▸ TEXT EXCERPT:
>>>
I add the unknown stats:

Sc = Dunks

Val LEGA = Equal to efficiency rating in Euroleague. So positive stats (points+rebounds+steals, etc) minus negative ones (shots missed+fouls committed+turnovers, etc).

Val OER (aka Offensive Efficiency Rating) = points / ball possessions (i don't know exactly how it works). It's the opposite of DER (Defensive Efficiency Rating).

A+dp = Assist + (steals - turnovers)


----------



## Nikos (Jun 5, 2002)

Why are most players Steals and Turnovers so high?

It says Manu averaged 4.3 Palle Rec, so he averaged 4.3spg? How is that possible? Even the turnovers seem pretty high. Even players such as Rigadaeu have high steal numbers despite not being an extremely active defender late in his career.
<<<
▸ DATA EXCERPT:
>>>
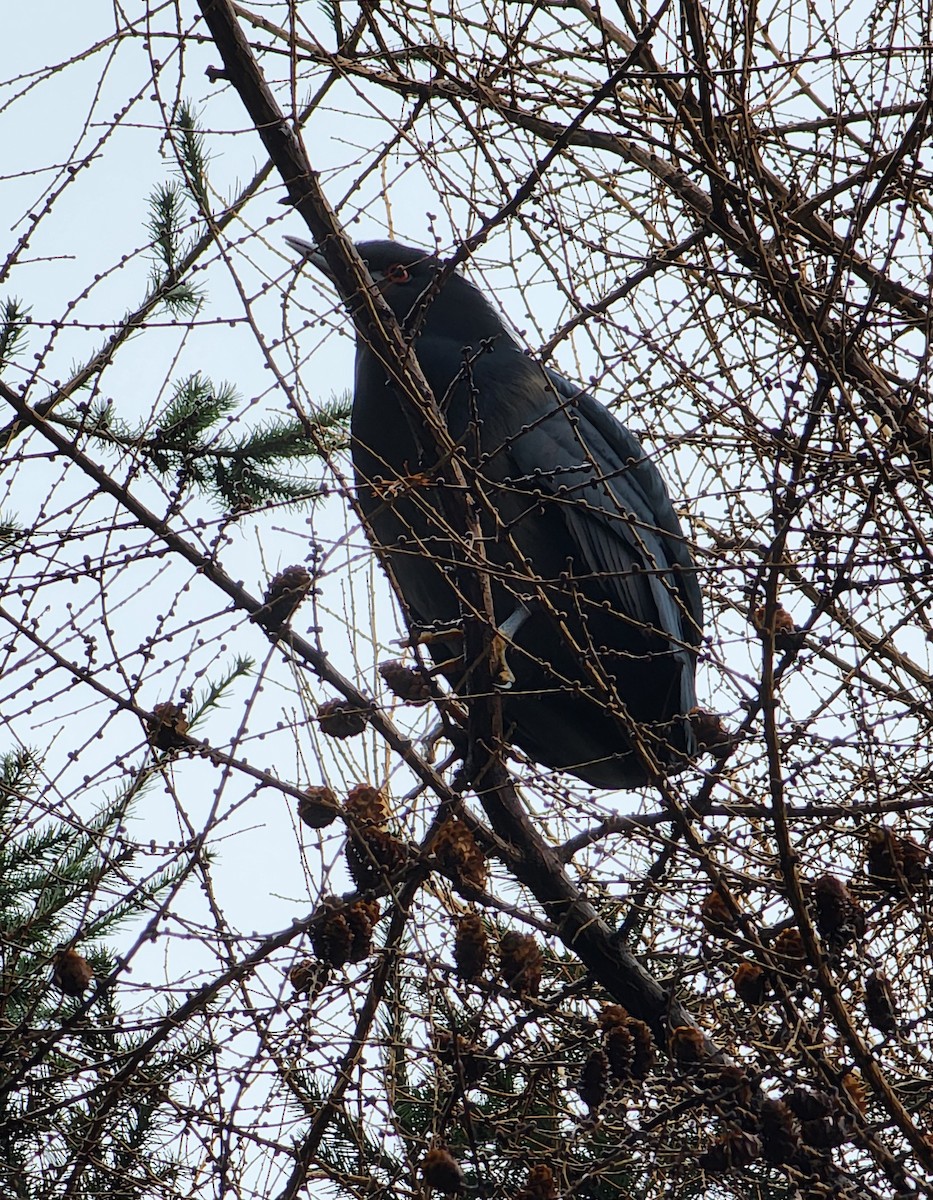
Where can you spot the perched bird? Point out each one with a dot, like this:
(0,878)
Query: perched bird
(594,588)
<<<
▸ DIRECTION 1:
According to the basketball stats thread, what does the abbreviation "A+dp" stand for?
▸ DIRECTION 2:
Change the stretch of the basketball stats thread from "Why are most" through "in his career." by putting "rebounder" in place of "defender".
▸ DIRECTION 3:
Write what follows the last sentence of the basketball stats thread.
The listing is separate material and is unrelated to the basketball stats thread.

▸ EXERCISE ANSWER 1:
Assist + (steals - turnovers)

▸ EXERCISE ANSWER 2:
Why are most players Steals and Turnovers so high?

It says Manu averaged 4.3 Palle Rec, so he averaged 4.3spg? How is that possible? Even the turnovers seem pretty high. Even players such as Rigadaeu have high steal numbers despite not being an extremely active rebounder late in his career.

▸ EXERCISE ANSWER 3:
Why are these numbers so high? Am I missing something? Do they calculate steals and to's differently? Do they count a DRAWN CHARGE as a Palle Per for a player?

Any help on this would be great,


----------



## Ryoga (Aug 31, 2002)

Not sure how forced turnovers are counted, but you might make a point.
Looking at the league totals, it baffles me how steals>to...

Btw, consider that there's more ball movement than in the NBA, and more passes lead to more steals.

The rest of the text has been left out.